PROBLEM STATEMENT
Retype every line of the listing below character for character, omitting the pictures.

[Coordinate annotation entries]
- - -
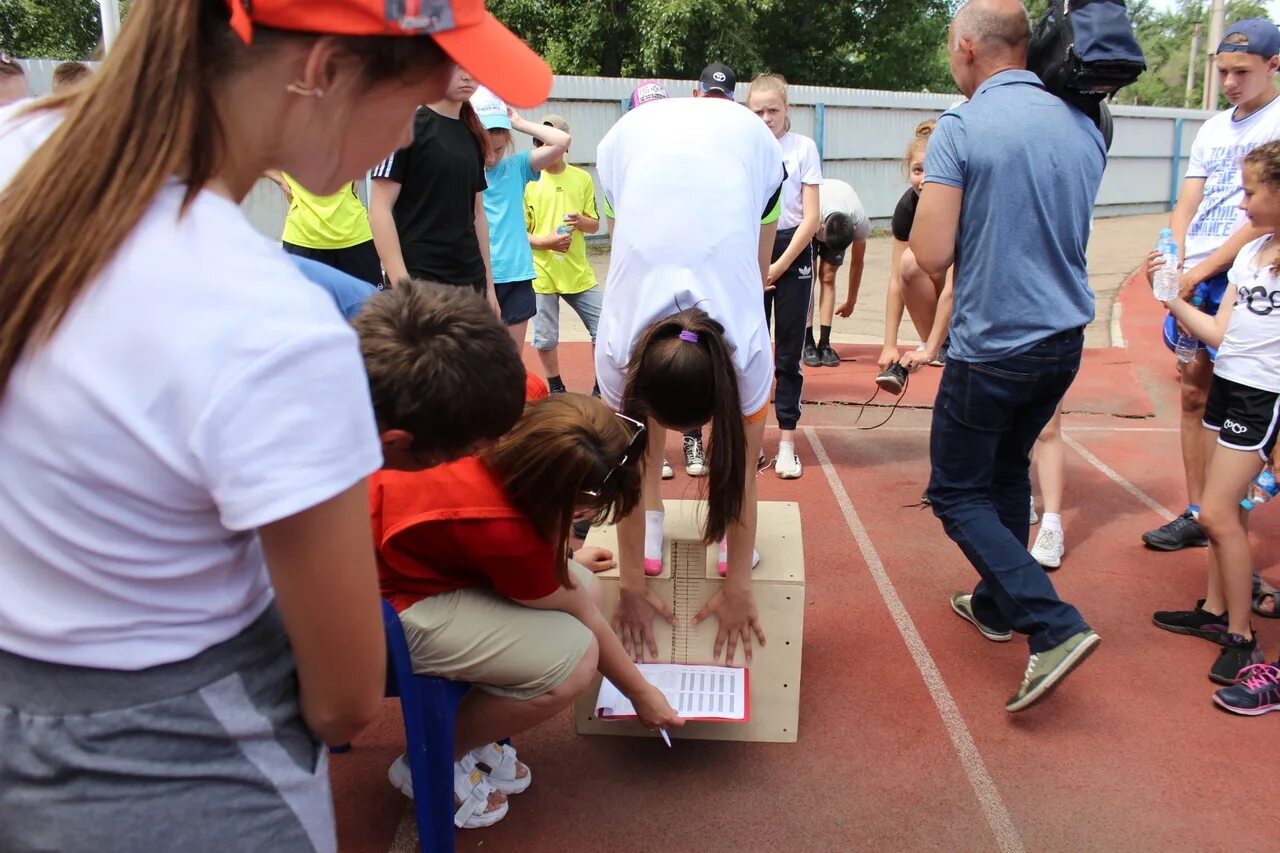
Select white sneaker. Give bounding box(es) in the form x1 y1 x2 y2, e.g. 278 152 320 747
1032 528 1066 569
685 435 707 476
773 453 804 480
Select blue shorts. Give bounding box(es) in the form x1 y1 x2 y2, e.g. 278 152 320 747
1164 273 1228 361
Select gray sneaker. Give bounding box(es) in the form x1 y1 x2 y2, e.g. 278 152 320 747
1005 629 1102 712
951 593 1014 643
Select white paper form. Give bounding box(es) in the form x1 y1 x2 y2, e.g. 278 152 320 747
595 663 750 722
- - -
EXERCISE RESULT
Select white sneaker. Give bounding box(es) in the form x1 y1 x2 y2, e.g. 278 152 320 747
1032 528 1066 569
685 435 707 476
773 453 804 480
Select blue shorts. Give bounding box(es) in the form x1 y1 x2 y2, e.g. 278 152 320 747
1164 273 1228 361
Select gray sneaker. Give bounding box(es) in the form x1 y1 x2 y2, e.g. 278 152 320 747
1005 629 1102 712
951 593 1014 643
Select white paper form. Give bounding box(es) in the form x1 y1 x2 y2, e.g. 278 152 320 747
595 663 750 722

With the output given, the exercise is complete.